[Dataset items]
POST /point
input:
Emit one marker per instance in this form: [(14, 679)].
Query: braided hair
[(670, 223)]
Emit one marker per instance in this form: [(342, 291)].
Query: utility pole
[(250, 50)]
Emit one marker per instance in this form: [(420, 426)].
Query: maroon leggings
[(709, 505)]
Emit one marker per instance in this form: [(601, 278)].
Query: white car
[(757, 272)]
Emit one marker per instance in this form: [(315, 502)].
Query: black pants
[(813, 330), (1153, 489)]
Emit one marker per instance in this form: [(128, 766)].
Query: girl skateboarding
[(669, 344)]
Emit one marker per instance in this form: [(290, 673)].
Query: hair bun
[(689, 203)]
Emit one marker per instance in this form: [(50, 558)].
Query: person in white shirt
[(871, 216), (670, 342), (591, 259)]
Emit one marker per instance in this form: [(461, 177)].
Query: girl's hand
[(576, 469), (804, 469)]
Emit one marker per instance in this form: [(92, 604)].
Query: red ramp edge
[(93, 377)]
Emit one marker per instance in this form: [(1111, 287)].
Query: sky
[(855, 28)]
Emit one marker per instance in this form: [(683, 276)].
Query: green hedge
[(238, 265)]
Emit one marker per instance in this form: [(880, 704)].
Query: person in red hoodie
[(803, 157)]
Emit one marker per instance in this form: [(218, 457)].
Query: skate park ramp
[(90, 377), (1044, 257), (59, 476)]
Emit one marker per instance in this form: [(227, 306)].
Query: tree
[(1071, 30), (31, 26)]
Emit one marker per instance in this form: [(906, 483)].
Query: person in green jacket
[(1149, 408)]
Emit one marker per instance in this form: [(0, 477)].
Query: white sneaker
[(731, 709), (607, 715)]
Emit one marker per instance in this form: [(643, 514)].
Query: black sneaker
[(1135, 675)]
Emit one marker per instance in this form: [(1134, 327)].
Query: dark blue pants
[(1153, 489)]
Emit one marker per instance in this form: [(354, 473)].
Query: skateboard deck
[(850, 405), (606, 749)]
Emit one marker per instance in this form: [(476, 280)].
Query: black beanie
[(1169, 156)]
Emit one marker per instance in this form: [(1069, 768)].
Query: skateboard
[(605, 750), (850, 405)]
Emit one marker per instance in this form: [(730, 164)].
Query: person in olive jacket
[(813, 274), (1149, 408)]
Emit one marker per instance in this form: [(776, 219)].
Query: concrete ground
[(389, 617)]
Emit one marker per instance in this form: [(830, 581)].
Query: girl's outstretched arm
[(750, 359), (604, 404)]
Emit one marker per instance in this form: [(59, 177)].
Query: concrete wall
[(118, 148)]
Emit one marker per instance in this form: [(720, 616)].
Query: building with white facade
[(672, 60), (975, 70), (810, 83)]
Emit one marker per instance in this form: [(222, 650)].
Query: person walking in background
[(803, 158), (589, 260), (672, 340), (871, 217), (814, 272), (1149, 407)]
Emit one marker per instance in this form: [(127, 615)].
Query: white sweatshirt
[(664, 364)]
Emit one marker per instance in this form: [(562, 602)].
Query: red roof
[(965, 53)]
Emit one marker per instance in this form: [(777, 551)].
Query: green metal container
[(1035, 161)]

==

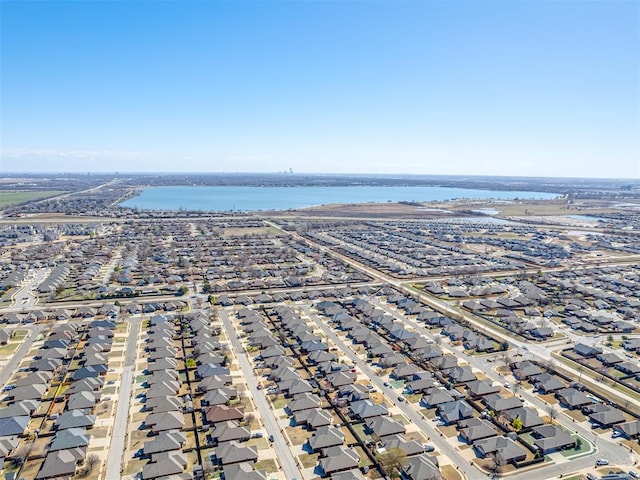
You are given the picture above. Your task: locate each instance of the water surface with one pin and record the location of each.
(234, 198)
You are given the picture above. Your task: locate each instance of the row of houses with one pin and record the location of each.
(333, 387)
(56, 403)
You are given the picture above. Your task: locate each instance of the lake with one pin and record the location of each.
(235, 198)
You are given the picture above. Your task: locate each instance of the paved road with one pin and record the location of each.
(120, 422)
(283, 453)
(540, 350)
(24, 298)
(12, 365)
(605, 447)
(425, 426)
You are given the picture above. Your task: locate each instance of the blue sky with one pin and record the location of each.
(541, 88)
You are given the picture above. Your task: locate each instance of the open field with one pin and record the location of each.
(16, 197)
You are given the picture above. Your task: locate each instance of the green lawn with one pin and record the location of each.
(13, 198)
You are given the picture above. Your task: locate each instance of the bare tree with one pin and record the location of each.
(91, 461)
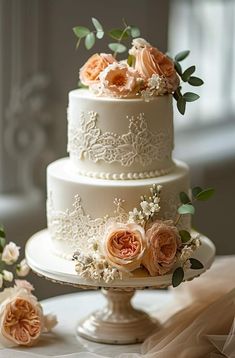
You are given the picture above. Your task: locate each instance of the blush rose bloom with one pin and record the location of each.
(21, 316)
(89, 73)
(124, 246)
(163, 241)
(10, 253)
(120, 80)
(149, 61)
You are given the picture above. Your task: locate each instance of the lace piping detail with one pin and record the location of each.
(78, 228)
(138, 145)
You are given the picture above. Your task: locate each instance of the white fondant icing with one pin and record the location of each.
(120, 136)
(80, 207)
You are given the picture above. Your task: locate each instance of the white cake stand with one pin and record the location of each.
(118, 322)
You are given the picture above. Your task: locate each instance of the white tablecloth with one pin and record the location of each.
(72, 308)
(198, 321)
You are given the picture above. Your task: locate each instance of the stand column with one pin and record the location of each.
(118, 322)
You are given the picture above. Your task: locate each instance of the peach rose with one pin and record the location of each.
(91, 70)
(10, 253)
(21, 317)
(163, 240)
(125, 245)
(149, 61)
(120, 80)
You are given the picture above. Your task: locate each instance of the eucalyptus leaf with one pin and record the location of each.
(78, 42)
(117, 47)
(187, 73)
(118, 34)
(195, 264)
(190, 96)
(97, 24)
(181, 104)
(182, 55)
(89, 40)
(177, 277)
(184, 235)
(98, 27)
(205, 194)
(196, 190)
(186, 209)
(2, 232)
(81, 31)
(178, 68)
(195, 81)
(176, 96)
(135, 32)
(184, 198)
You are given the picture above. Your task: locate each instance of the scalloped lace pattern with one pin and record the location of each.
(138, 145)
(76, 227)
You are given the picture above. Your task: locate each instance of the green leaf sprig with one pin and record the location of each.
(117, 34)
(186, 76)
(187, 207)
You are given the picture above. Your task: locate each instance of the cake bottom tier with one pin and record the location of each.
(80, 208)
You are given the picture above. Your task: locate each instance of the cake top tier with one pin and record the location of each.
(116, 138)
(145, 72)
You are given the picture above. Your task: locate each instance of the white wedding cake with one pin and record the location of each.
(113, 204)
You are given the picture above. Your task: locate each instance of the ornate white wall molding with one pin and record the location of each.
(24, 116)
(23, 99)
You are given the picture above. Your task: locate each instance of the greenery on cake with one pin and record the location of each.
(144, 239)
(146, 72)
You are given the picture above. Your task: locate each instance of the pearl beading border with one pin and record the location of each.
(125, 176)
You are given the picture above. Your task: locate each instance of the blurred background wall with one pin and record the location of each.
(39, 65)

--

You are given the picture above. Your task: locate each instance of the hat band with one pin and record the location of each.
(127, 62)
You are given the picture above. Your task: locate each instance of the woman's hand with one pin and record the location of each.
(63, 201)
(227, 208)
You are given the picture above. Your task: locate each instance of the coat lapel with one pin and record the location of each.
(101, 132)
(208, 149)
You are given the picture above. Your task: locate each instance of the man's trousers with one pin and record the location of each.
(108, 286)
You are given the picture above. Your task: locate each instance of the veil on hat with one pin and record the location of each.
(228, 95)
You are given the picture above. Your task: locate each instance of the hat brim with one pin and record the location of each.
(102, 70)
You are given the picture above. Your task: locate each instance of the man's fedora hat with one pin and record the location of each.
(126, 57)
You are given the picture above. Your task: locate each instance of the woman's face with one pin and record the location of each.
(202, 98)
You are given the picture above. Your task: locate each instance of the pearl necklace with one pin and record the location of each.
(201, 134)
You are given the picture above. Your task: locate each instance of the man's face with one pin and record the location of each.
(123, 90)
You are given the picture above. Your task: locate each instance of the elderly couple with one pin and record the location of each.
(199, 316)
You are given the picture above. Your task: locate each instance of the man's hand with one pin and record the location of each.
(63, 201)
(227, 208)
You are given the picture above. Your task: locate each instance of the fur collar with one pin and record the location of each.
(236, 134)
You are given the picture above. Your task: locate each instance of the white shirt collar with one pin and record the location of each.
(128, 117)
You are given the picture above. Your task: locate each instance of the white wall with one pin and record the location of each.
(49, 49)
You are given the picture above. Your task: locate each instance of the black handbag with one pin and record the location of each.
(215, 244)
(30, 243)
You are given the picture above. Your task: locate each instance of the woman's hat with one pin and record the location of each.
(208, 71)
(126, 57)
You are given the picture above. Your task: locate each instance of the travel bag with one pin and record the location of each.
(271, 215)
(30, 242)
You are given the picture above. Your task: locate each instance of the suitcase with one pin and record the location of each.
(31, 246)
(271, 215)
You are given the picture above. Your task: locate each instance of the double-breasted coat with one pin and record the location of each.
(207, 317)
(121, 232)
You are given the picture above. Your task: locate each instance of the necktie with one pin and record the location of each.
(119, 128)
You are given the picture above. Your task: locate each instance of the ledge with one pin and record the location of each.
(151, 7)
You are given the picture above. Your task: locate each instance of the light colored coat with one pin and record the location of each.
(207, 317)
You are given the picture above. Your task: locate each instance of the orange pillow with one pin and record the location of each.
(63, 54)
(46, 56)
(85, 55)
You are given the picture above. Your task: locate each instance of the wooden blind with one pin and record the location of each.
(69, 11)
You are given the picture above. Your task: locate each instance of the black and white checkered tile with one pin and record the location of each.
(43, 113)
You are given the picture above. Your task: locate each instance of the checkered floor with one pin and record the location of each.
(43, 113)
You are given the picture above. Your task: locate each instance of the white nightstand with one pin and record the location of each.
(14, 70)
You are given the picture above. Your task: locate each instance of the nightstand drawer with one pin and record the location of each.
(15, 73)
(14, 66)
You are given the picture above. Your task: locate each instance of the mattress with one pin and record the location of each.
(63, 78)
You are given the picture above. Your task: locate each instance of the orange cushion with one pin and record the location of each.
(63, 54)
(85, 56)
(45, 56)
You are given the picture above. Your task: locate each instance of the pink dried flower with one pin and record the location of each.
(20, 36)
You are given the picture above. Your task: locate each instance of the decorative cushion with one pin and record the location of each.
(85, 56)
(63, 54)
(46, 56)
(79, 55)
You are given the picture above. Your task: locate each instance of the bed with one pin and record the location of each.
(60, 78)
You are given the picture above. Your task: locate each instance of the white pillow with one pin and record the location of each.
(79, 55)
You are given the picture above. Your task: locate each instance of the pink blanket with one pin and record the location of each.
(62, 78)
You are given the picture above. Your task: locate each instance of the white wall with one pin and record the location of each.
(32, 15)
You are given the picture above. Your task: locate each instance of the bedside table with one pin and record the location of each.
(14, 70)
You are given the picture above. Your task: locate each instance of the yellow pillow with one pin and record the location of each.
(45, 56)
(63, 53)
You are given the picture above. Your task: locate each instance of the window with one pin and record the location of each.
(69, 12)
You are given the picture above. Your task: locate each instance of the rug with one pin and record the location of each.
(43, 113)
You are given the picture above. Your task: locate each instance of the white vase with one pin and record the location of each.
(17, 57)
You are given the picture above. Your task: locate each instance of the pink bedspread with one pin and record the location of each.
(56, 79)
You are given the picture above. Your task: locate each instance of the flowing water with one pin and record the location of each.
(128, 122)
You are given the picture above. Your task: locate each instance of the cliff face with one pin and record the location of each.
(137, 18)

§ **Task prompt**:
Update the entries from the line with "POST /point" to the line with "[(813, 330), (1153, 489)]" by replacing "marker" with "pin", leaving everything else unchanged, and return only those lines.

§ **Solution for this problem**:
POST /point
input:
Emit one pin per instance in this form: [(14, 679)].
Query: braided hair
[(670, 223)]
Emit one pin per instance in this form: [(342, 291)].
Query: utility pole
[(250, 50)]
Emit one pin per instance in this form: [(420, 426)].
Query: maroon leggings
[(709, 505)]
Emit one pin per instance in this form: [(601, 278)].
Query: white car
[(757, 272)]
Emit one pin per instance in this form: [(315, 502)].
Query: black pants
[(813, 330), (1153, 489)]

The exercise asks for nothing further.